Start of EXTRACT
Hello Harlan,

  While NUT can be used to monitor and maybe manage compatible ATS/STS
devices, it may be up to some other solution around it to provide a "more
comprehensive operational functionality" especially for larger device
population and complex topologies. It also depends on the definition of
such functionality and the goals you want to achieve (yours outlined in the
other thread).

  Sometimes it suffices to set up a web of `upsmon` clients to `MONITOR`
UPS and ATS states, perhaps forwarding that information to `upssched` and
*its* hook scripts to delay some decisions (e.g. ignore short-lived
outages, or require a shutdown after some time on battery regardless of
battery being full enough, or somehow aggregate knowledge that "if ATS is
powered by the input coming from UPS1, we care about UPS1's alarms to gauge
health of PSU2 of this bigger server"), if we stay within the NUT-provided
ecosystem for this. Indeed, many users have tailored scripts and `upsmon`
configurations for their set-ups, which use NUT for device interactions but
logic and knowledge of who is "fed" by whom and how to react to different
situations are externalized.
End of EXTRACT
Start of EXTRACTED ENTRIES
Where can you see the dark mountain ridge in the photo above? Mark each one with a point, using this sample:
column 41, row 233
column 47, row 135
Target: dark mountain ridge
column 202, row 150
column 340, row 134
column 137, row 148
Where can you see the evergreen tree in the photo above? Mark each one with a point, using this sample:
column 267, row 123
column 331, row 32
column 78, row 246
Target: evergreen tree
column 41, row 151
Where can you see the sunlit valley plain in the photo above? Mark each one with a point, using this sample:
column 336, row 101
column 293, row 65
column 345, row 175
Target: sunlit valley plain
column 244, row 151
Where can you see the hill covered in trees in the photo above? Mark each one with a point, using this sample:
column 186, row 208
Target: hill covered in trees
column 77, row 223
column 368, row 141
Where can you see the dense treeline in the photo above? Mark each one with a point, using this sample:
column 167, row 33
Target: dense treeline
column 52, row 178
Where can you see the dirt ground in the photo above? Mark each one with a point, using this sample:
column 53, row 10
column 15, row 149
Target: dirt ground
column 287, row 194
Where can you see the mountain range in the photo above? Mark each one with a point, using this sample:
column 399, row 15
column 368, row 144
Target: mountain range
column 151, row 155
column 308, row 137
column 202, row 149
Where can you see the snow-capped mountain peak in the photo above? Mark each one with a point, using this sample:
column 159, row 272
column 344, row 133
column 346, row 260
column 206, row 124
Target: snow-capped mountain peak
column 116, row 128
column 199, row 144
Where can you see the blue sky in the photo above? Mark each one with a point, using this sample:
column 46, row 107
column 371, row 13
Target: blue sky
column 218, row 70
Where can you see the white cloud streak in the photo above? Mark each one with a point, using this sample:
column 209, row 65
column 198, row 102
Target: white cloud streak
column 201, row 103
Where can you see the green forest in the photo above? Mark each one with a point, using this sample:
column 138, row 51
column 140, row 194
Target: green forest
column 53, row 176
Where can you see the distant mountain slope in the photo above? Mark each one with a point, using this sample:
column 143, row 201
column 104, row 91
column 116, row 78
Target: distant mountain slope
End of EXTRACTED ENTRIES
Start of EXTRACTED ENTRIES
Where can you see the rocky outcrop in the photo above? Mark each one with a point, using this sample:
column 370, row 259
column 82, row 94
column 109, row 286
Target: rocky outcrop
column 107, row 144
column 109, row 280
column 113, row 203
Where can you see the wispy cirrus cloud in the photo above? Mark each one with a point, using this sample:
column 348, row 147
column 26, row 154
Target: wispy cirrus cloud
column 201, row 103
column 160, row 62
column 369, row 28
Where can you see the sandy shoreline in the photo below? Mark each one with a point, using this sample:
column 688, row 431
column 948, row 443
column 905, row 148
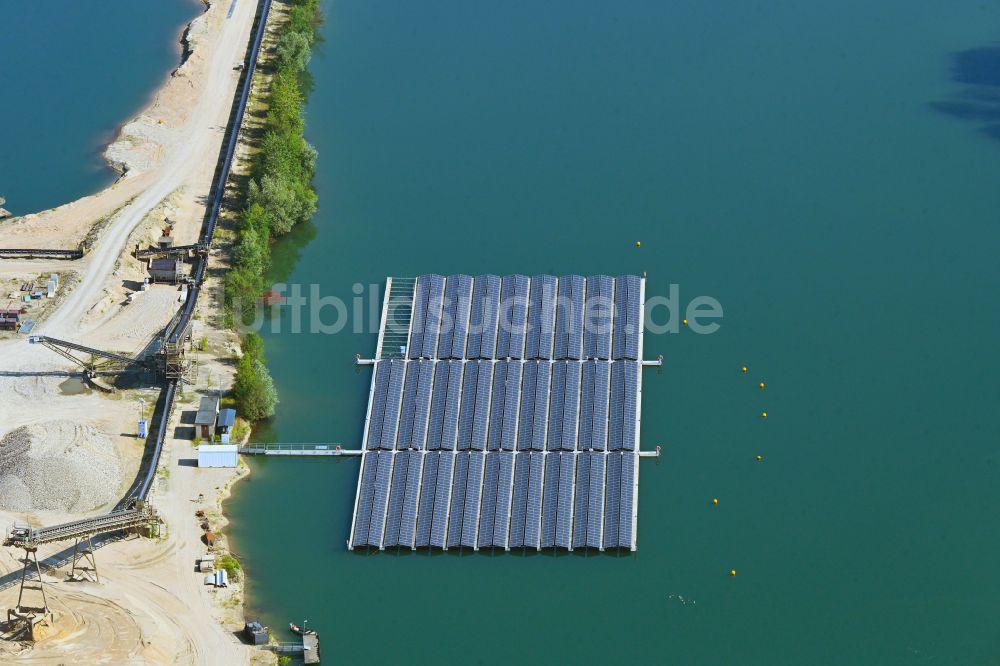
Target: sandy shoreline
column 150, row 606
End of EXTRACTED ENTRIES
Start of EXTRACTED ENTRIES
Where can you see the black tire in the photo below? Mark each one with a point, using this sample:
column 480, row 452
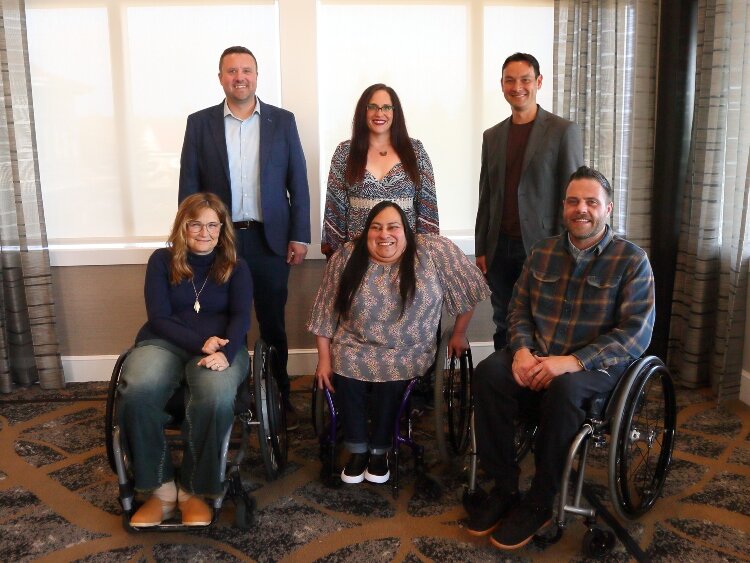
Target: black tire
End of EXTRACTED ENTRIES
### SET EXERCISE
Rewrite the NUT message starting at "While NUT can" and ending at "other thread).", swapping "functionality" for "capability".

### TASK RESPONSE
While NUT can be used to monitor and maybe manage compatible ATS/STS
devices, it may be up to some other solution around it to provide a "more
comprehensive operational capability" especially for larger device
population and complex topologies. It also depends on the definition of
such capability and the goals you want to achieve (yours outlined in the
other thread).